● **WORK INSTRUCTIONS**
Copy the data below, swapping each occurrence of "one point per instance" for "a single point for each instance" and keeping every other character unchanged.

● **RECORDS FOR THE EXERCISE**
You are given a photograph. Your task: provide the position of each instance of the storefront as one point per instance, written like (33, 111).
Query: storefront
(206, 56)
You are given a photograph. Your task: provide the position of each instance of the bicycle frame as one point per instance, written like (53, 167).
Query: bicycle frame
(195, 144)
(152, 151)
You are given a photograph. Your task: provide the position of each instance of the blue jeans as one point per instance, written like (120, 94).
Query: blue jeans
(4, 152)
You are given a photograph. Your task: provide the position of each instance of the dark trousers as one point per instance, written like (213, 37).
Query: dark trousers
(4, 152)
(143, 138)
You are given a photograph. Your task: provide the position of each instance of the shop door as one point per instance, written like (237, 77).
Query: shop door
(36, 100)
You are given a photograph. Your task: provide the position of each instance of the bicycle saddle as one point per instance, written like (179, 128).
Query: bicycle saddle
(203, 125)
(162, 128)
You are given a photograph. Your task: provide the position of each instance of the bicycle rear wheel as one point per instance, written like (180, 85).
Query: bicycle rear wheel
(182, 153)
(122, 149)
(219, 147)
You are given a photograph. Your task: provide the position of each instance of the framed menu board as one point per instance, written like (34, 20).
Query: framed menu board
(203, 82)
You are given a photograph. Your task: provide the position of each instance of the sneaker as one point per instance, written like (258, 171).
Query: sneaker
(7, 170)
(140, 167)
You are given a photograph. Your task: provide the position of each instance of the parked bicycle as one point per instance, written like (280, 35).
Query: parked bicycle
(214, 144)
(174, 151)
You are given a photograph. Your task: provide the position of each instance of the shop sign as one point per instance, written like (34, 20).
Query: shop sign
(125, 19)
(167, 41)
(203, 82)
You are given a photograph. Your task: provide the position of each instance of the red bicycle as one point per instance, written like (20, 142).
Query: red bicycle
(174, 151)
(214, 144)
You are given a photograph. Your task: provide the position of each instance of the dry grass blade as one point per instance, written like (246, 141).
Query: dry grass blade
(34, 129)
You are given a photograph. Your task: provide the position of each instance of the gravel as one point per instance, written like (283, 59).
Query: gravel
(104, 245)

● **PROBLEM SOLUTION**
You are given a photograph. Your task: provide the position of each instance of the storefront as a single point for each instance, written like (33, 111).
Query: storefront
(206, 56)
You are given a photograph. Your task: provide the position of each instance of the bicycle frame as a single point for each instance, written like (53, 167).
Query: bicycle frame
(195, 144)
(152, 151)
You are given a photograph. Your task: provide the position of each instance of the blue jeans as a single point for each instance, written like (120, 94).
Query: blue jeans
(4, 152)
You are given a photograph. Your task: provide the position of each instance of the dark trousers as a single point for each instance, written like (213, 37).
Query: dark trousers
(4, 152)
(143, 138)
You are given a photograph. Your task: provide the position of each instance of the shop door as a single point for each instance, written like (237, 77).
Query: shop door
(36, 100)
You are given a photograph. Your task: provide the position of each instance of the bicycle saddle as a single point for each instance, written like (179, 128).
Query: bicycle saddle
(203, 125)
(162, 128)
You are given a photograph. Your task: provide the position of each instance of the bicycle rear wheel as a single point for each instance, written like (180, 85).
Query: bicycle rear wheel
(182, 153)
(122, 149)
(219, 147)
You are given a photograph. Your task: provide the position of each instance of the framed menu board as a single point for each instance, written like (34, 20).
Query: framed menu board
(203, 82)
You are given a photograph. Your task: provide the position of each instance of the sneaker as a single point for each instance, written like (258, 171).
Query: sneaker
(7, 170)
(140, 167)
You are given a photograph. Your task: provide the position of each instance of the parked bicycle as a single point for each instance, written like (280, 35).
Query: parked bicycle
(214, 144)
(174, 151)
You are given a photograph. Your task: provide the position of each instance of the shop sign as a single point for each instance, written like (34, 20).
Query: shop sign
(125, 19)
(167, 41)
(203, 82)
You are given a photograph. Your task: provide the position of each instance of the red bicycle as a single point for each instance, written like (20, 142).
Query: red bicycle
(174, 151)
(214, 144)
You are given a photograph. Your task: provide the position of each instance of the dry grass blade as a single point for each instance, written like (246, 141).
Query: dry grass blade
(34, 129)
You are given a photograph. Your task: provide the position of each instance of the gravel as a single point for each instance, written like (283, 59).
Query: gravel
(104, 245)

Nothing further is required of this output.